• Written problem a: Output the rows from the line containing "In the photo above, where can the aldi" through the final line of the rows as a JSON list of strings, one string per line, with blank lines omitted.

#### Text shown

# Logisystems controllers



## CPLTECH (Sep 14, 2007)

firefox said:


> Would like to ask folks here about the logisystems controllers.
> 
> Not sure how their controllers are so I wont go there, but I would hate to order anything from them


May I suggest that you use the “Search” feature for Logisystems on this forum to get a down to earth view that some here have of the company, the products, the service rendered. Let’s just say that some here would refuse to buy a light bulb from them.


----------



## EVComponents (Apr 20, 2009)

We recently removed Logisystems controllers from our website because it is impossible to get them.

I noticed that EV Source has done the same.


----------



## Amberwolf (May 29, 2009)

They haven't even ever rebuilt their website, which has been down since at least early 2008. (down meaning just a placeholder with contact info). Surprising that they didn't keep a backup of it and just reload it, or copy the info back to it from the Wayback Machine archive, which even has product info and some details there, from around 2006.
________
affair Cams


----------



## firefox (Mar 29, 2009)

Thanks for info on this, may just now get a alltrax 72 volt 450 amp controller seems to be good from what I have been reading about and forums that I have visited.

Although I do wish they made one with a bit more amps as I do have some hills where I live, some have a 2-3% grade with some being around 2 miles or so long, but pehaps if I do not overdue speed on some of these, should be ok. I like the Zilla but it is a bit much on cost and may be overkill for my needs


----------



## Roy Von Rogers (Mar 21, 2009)

firefox said:


> Thanks for info on this, may just now get a alltrax 72 volt 450 amp controller seems to be good from what I have been reading about and forums that I have visited.
> 
> Although I do wish they made one with a bit more amps as I do have some hills where I live, some have a 2-3% grade with some being around 2 miles or so long, but pehaps if I do not overdue speed on some of these, should be ok. I like the Zilla but it is a bit much on cost and may be overkill for my needs


Seems that either Curtis or Kelly may have something to fit your needs, but since you didnt state what type of motor you have, not sure.

########
#### Data excerpts

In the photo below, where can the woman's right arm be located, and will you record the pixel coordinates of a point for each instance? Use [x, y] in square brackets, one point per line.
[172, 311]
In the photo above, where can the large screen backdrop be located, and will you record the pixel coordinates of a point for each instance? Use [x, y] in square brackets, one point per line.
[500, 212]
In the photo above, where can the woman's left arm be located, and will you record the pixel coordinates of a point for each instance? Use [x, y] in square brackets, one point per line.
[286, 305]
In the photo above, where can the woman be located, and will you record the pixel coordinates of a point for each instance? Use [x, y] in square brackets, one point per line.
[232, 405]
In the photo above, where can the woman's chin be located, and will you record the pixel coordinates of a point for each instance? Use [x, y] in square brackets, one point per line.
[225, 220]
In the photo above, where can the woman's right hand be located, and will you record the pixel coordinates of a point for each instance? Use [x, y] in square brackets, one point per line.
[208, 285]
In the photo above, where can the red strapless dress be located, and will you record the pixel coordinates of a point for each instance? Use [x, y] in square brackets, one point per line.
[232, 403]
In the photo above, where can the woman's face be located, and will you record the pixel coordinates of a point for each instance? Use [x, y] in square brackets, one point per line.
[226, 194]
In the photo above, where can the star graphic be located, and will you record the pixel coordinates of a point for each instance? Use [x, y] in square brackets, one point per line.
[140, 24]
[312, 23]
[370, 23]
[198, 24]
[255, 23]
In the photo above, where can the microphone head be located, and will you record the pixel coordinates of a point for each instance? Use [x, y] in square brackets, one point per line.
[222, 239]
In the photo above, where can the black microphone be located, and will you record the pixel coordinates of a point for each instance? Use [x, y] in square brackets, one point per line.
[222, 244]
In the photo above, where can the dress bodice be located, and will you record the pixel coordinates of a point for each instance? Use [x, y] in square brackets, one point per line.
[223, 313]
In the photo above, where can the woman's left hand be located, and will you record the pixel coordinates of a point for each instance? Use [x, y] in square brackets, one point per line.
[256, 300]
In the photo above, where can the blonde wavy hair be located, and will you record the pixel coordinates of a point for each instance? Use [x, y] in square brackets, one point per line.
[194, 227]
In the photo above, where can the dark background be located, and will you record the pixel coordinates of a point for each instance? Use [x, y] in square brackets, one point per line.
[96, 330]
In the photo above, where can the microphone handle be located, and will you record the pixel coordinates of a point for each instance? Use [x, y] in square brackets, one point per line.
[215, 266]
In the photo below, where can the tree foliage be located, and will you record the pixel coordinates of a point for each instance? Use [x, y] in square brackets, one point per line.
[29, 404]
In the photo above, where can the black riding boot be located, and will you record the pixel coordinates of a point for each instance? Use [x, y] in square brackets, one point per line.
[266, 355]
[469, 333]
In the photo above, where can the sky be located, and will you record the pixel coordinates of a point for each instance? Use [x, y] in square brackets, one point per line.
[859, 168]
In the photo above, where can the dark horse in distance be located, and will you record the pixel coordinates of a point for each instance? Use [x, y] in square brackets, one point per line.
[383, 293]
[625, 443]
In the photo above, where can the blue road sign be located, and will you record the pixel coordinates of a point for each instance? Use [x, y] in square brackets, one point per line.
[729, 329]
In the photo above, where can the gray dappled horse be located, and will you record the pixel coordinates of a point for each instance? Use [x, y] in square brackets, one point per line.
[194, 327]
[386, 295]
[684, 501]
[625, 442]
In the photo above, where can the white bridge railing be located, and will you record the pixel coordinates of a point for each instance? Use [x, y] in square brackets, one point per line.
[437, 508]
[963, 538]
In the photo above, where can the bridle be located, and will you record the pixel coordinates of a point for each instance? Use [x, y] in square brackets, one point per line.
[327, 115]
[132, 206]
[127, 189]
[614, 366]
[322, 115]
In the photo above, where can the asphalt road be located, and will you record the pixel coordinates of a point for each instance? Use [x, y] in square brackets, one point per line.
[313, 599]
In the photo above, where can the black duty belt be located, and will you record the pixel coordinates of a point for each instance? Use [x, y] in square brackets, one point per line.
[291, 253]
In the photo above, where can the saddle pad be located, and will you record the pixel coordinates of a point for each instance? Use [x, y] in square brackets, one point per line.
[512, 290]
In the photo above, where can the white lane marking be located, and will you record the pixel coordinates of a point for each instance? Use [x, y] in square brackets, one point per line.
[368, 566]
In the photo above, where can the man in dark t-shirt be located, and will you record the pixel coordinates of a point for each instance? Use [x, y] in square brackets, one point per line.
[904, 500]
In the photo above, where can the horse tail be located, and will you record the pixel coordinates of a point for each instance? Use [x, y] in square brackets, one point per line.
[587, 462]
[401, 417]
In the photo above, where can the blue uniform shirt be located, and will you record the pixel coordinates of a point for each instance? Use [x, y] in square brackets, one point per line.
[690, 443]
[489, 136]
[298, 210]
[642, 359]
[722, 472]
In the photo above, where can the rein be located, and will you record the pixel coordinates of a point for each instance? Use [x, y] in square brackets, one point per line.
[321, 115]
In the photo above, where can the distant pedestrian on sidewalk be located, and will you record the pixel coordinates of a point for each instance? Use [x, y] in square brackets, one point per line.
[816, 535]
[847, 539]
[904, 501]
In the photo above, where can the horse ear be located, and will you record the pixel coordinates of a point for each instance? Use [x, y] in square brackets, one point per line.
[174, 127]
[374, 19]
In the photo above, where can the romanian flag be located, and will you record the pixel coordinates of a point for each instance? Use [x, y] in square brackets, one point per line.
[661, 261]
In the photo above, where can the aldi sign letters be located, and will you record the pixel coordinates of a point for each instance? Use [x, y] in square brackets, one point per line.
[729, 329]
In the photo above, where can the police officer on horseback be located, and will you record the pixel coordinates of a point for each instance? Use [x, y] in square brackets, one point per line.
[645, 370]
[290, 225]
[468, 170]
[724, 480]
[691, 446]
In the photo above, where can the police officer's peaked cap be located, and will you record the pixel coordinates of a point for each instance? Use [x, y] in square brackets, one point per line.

########

• Written problem b: In the Logisystems controllers thread, why did EVComponents remove Logisystems controllers from its website?

• Complete response a:
[
  "In the photo above, where can the aldi sign letters be located, and will you record the pixel coordinates of a point for each instance? Use [x, y] in square brackets, one point per line.",
  "[729, 329]",
  "In the photo above, where can the police officer on horseback be located, and will you record the pixel coordinates of a point for each instance? Use [x, y] in square brackets, one point per line.",
  "[645, 370]",
  "[290, 225]",
  "[468, 170]",
  "[724, 480]",
  "[691, 446]",
  "In the photo above, where can the police officer's peaked cap be located, and will you record the pixel coordinates of a point for each instance? Use [x, y] in square brackets, one point per line."
]

• Complete response b: It is impossible to get them.